>> START WORKING DATA

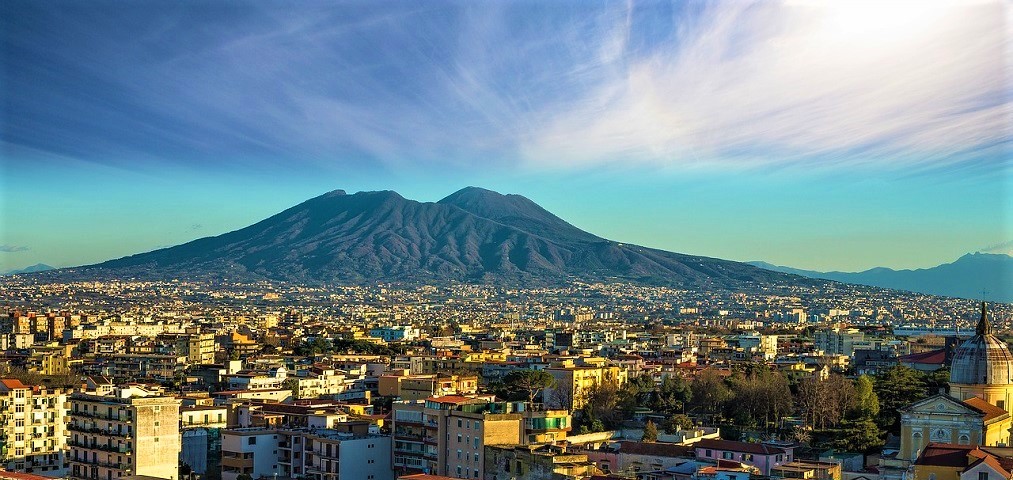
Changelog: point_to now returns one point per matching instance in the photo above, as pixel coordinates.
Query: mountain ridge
(471, 235)
(963, 277)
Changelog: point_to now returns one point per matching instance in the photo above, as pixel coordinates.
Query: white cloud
(756, 83)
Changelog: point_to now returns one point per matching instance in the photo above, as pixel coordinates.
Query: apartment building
(448, 434)
(345, 453)
(130, 431)
(32, 435)
(201, 427)
(420, 387)
(573, 381)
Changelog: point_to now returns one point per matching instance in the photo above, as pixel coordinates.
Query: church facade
(976, 411)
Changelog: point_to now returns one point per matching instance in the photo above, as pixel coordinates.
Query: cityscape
(630, 240)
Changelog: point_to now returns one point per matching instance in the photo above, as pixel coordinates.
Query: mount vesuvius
(473, 235)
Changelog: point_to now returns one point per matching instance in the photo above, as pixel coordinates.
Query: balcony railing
(121, 449)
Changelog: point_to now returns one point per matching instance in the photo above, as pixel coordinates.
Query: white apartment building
(131, 431)
(32, 432)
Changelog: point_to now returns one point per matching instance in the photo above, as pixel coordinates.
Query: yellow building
(573, 382)
(32, 434)
(977, 410)
(944, 419)
(950, 462)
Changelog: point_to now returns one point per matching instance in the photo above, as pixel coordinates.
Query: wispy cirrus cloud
(550, 85)
(1004, 247)
(841, 83)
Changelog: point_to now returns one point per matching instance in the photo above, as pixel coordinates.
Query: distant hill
(29, 269)
(964, 277)
(472, 235)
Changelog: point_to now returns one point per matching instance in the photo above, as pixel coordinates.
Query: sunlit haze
(812, 134)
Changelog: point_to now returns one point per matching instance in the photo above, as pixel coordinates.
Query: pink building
(762, 456)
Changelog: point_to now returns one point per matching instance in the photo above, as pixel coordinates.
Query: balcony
(408, 435)
(236, 462)
(119, 449)
(100, 416)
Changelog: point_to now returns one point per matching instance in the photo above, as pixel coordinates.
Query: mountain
(965, 277)
(472, 235)
(29, 269)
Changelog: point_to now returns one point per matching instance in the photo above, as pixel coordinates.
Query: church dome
(984, 358)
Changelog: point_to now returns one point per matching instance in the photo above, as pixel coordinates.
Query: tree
(824, 402)
(867, 405)
(673, 395)
(531, 382)
(602, 403)
(897, 388)
(649, 432)
(762, 396)
(675, 423)
(709, 392)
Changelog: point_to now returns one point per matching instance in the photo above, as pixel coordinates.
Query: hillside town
(113, 380)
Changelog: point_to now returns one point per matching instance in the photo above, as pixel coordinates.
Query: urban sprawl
(182, 379)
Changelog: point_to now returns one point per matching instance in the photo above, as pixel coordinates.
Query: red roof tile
(991, 411)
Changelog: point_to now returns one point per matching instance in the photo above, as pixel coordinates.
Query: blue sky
(817, 135)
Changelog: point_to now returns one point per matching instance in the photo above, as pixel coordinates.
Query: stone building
(32, 434)
(976, 410)
(130, 431)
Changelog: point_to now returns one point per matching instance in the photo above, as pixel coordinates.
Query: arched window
(916, 445)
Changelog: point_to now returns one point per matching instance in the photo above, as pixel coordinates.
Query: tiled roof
(655, 449)
(991, 411)
(927, 357)
(744, 447)
(12, 384)
(948, 455)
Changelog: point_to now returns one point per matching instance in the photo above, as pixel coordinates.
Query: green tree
(649, 432)
(602, 403)
(673, 395)
(897, 388)
(709, 392)
(531, 382)
(867, 404)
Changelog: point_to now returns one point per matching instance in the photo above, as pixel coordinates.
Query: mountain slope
(473, 235)
(965, 277)
(29, 269)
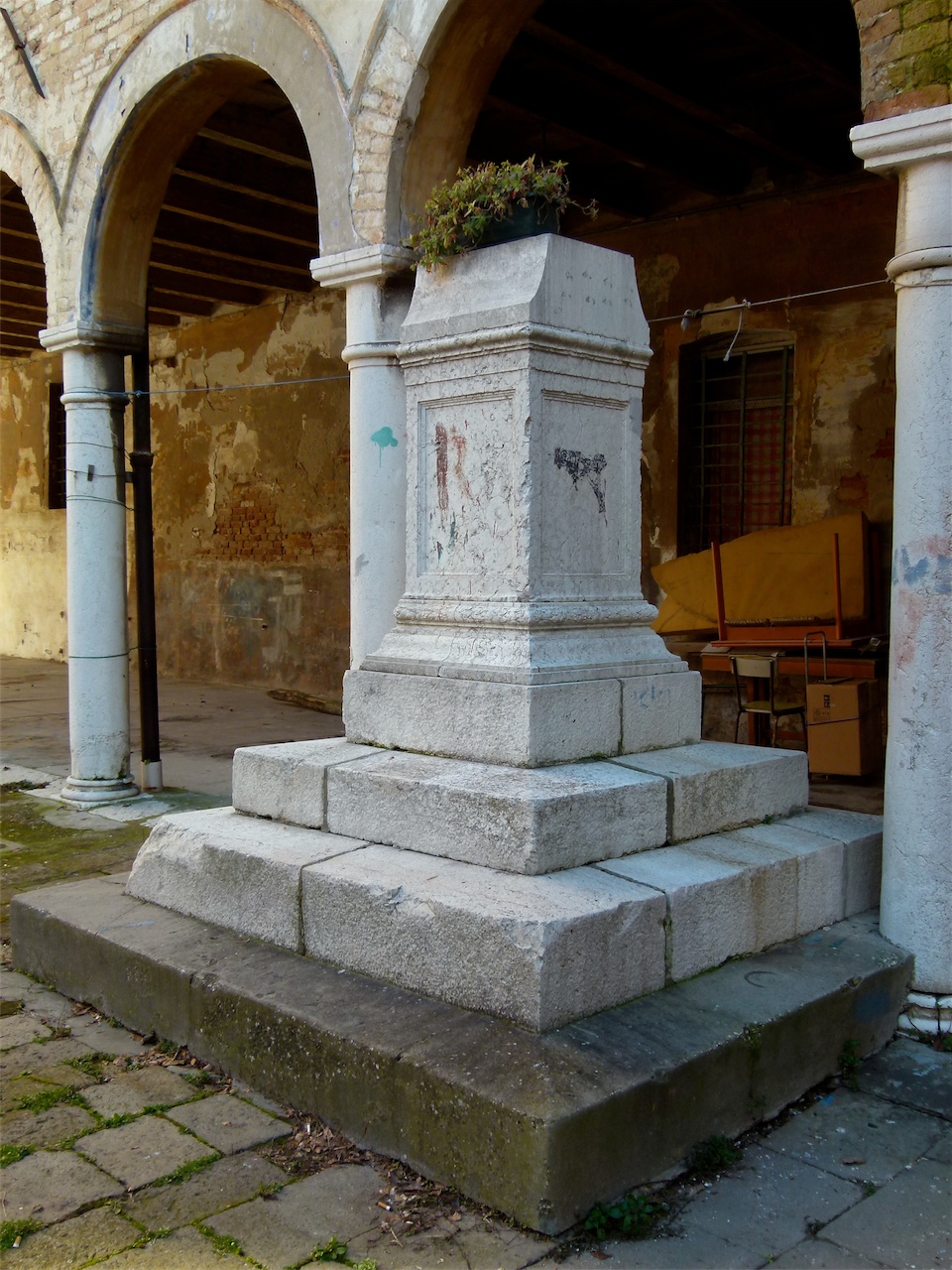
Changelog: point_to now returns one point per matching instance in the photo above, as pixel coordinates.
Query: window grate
(737, 445)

>> END WORKING DATA

◆ **TASK DETAILS**
Transcribe the records above exactly as they appear, leaving out any pictures.

◆ **ANSWER TO THIS PROBLEM**
Changelog: point_to now returns one point per matching instance in the photo above, as pixel coordinates.
Query: mountain ridge
(471, 235)
(963, 277)
Changelog: point_to now returns one point per matching instance in the photo above, as pixel coordinates.
Query: white cloud
(756, 83)
Changelog: point_to now returns one point per matching instance in the photo above, as pixel coordinates.
Query: apartment building
(448, 434)
(345, 453)
(130, 431)
(32, 435)
(201, 427)
(420, 387)
(573, 381)
Changelog: point_to now returns one point per matching instance in the photo above, as pixel coordinates.
Query: church facade
(976, 411)
Changelog: point_to now returns one point per matching instance in the photo above, as pixel coordinates.
Query: cityscape
(630, 240)
Changelog: point_to now returns one point per matching instance in the photo above, as pixel coordinates.
Query: mount vesuvius
(473, 235)
Changelog: point_to now returns one point per matching instance in the photo above, as pixel coordinates.
Query: balcony railing
(121, 449)
Changelog: point_to now returns one point per matching instance in the photo above, as pixel coordinates.
Query: white apartment building
(131, 431)
(32, 432)
Changelog: point_to now returns one point per matching instance in the photo above, as pixel coordinates.
Query: yellow building
(573, 382)
(32, 434)
(977, 410)
(944, 419)
(950, 462)
Changelog: point_to now returns one point per matching instance in the photo above, as pixel coordinates.
Query: wispy cirrus cloud
(550, 85)
(1004, 247)
(841, 83)
Changelog: point_to now returns one point per matching instance in the photo above, as pixel coordinates.
Query: distant hill
(29, 269)
(964, 277)
(472, 235)
Changelog: point_to now returns one point per matching instance in the photo above, as pixel coordinates.
Query: sunlit haze
(812, 134)
Changelog: point_to now returns one point per matching instance in the photo above, as pixel coordinates.
Query: pink building
(762, 456)
Changelog: point_to now returns one point per matching instance in the photo above, as pixel coordinates.
Query: balcony
(408, 435)
(236, 462)
(119, 449)
(100, 416)
Changelog: point_to now returns one point per matching instance in the photo above, as pixel coordinates.
Query: mountain
(965, 277)
(472, 235)
(29, 269)
Changelog: point_to now returns one point per matching instance in the photo above, as pixel coordinates.
Query: church dome
(984, 358)
Changelog: point_to now returns one point per matching instance in the photo above, as pixel coordinates.
Query: tree
(824, 402)
(867, 405)
(673, 395)
(531, 382)
(602, 403)
(897, 388)
(649, 432)
(762, 396)
(675, 423)
(709, 392)
Changelog: point_to now returns one point per matching instance in the photo above, as pixel coordinates.
Query: hillside town
(113, 380)
Changelog: point_to now returns one point per matching instance in the photo above, as pixel coordinates.
Query: urban sprawl
(182, 379)
Changelog: point_to now returns one point per matching instance in the photo above, as pixel coordinates.
Query: red roof tile
(991, 411)
Changelog: point_to now returns one point per matching instance in the photo above, as pixel coordinates.
Query: blue sky
(817, 135)
Changelog: point_to now returns one point per matching instance in the photo above, as pixel coordinates.
Query: stone building
(32, 434)
(976, 410)
(130, 431)
Changelog: point_to now returns one point per matching instance in the photo above, as pixel coordinates.
Query: arched window
(916, 445)
Changelog: point_to now returns one point per matching instance in the photo above, as pixel coordinates.
Query: tiled roof
(655, 449)
(991, 411)
(927, 357)
(744, 447)
(12, 384)
(948, 455)
Changelog: point_to now returns one point per matching instance in the photo above, as pixel coordinates.
Query: green tree
(649, 432)
(602, 403)
(673, 395)
(897, 388)
(709, 392)
(531, 382)
(867, 404)
Changelog: point_to now returns one point per matching instance in the photo above, as pixel coordinates.
Query: mountain slope
(473, 235)
(965, 277)
(29, 269)
Changelog: point_to now returns one point per matching instance in the photo above, as pixel coordinates.
Query: window grate
(737, 445)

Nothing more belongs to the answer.